__Document passage__
☆ ☆ ☆ ☆

Saturday, November 3, 2012

Set Your Heart at Rest

My dear sweet friend Lindsay (second from the left in the picture below - isn't she precious?) put this verse up the other day and it prompted me to read through 1 John 3 this morning.


"...we set our hearts at rest in His presence whenever our hearts condemn us. For God is greater than our hearts, and He knows everything." - 1 John 3:19b-20

Notice it does does not say if our hearts condemn us...it says whenever. I see this so often in my life and especially in my pursuit of a godly relationship. I spend so much time thinking about whoever my current "husband candidate" is...wondering about him and what he thinks about me.

My heart condemns me.

I convince myself that I will not be happy without him - or that I will never be enough for any man if I am not enough for him.

But praise God I can set my heart at rest in HIS presence.

I'm so grateful that He is greater than my silly, emotional heart.

I'm so grateful that I can step back and hear Him whisper, "you are enough."

"No man will love you like I love you."

"My grace is sufficient in your weakness."

The truth is, our hearts are going to condemn us. We are flawed, imperfect creatures.

When you feel irrational and emotional take a moment to speak truth over the lies that are filling your mind and heart. Rest in His presence. Praise Him for being greater than our hearts.

That's some truth I needed to hear today.

Friday, October 19, 2012

Too Comfortable.


I have lived by myself for a while now…and I'm pretty independent (hence the blog title). There are quite a few advantages to living alone. There really are! I have gotten used to being the only person at my place and sometimes I think I may be TOO comfortable. Do you know what I mean? Here are some examples:

  1. Sometimes I talk to Jesus out loud…while I'm washing dishes or driving. I have to stop myself from talking to Him out loud at Wal-mart or work. Crazy lady. Aisle four.
  2. Quite frequently I walk around my house partially dressed. I mean, it's true. It just happens. The other day someone knocked on my front door and I seriously forgot and almost answered it with my shirt off. Yikes. We've got to get that under control.
  3. I never close my bathroom door. We can all understand why this is a problem in other places.
  4. I have insomnia…and sometimes I wake up randomly in the middle of the night. I used to toss and turn and fight it and try to go back to sleep but at this point I just get up. I watch a movie…bake a cake…clean something. It's really creepy. I feel like my future husband/roommate would just be so confused if they came in the living room at 3am and saw me eating cereal and watching Gilmore Girls.
  5. I sing. Really really loud. There is also dancing involved. It's serious. I mean, Mary J Blige is just something that you've really got to belt at the top of your lungs. I don't know if everyone would appreciate these performances.
  6. Sometimes I leave dishes in my sink for days. That's awful isn't it? It's awful. I just hate to wash them. I put some soap and hot water in them and claim their "soaking." They're not. We all know they're not.
  7. I eat really weird meals sometimes. I'm a lot like a teenage boy living alone in that department. Breakfast for dinner? Yes! Sugar free chocolate candies in place of lunch? Okay.
  8. Most of the time when I try to do workout DVDs I end up laying on the floor and watching the people on the DVD work out. I just can't make it and no one can see me. No judgement.

☆ ☆ ☆ ☆

__Problem to solve__
According to the blog excerpt, why does the writer point out that the verse says "whenever" rather than "if" our hearts condemn us? Answer in one to three sentences.

__Recorded data__

☆ ☆ ☆ ☆

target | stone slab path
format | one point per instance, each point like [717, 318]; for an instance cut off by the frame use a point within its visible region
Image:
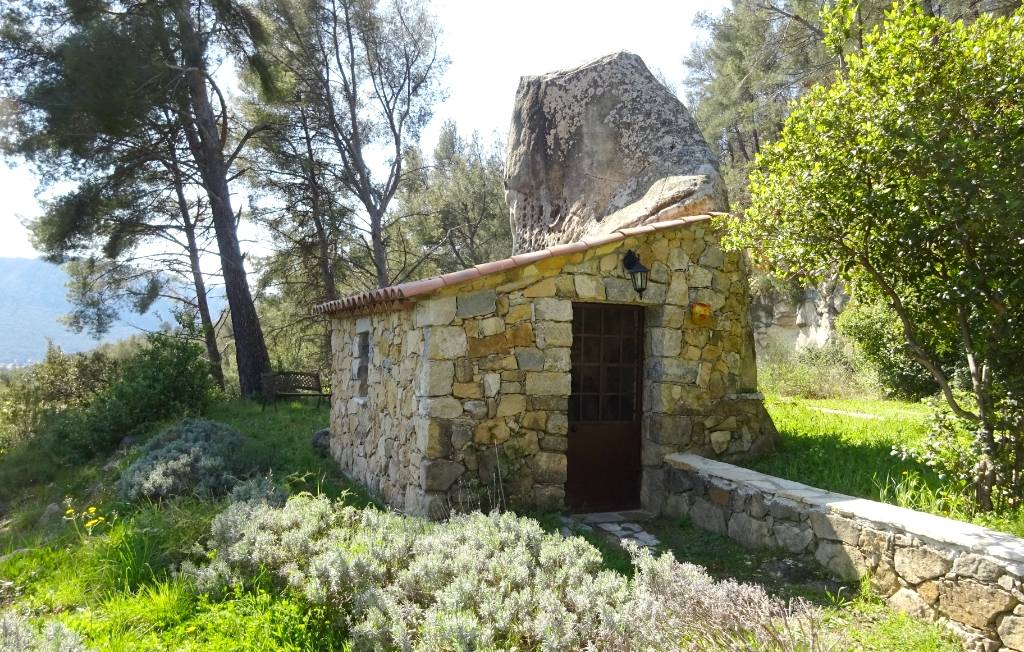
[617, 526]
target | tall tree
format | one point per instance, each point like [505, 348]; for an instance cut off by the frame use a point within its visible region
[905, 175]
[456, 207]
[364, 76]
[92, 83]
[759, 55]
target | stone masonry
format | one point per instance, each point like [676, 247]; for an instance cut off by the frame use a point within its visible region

☆ ☆ ☆ ☆

__Response__
The wording shows that self-condemnation is certain, not merely possible. The writer states that our hearts are going to condemn us because we are flawed, imperfect creatures, and notes seeing this often in personal life, especially in the pursuit of a godly relationship.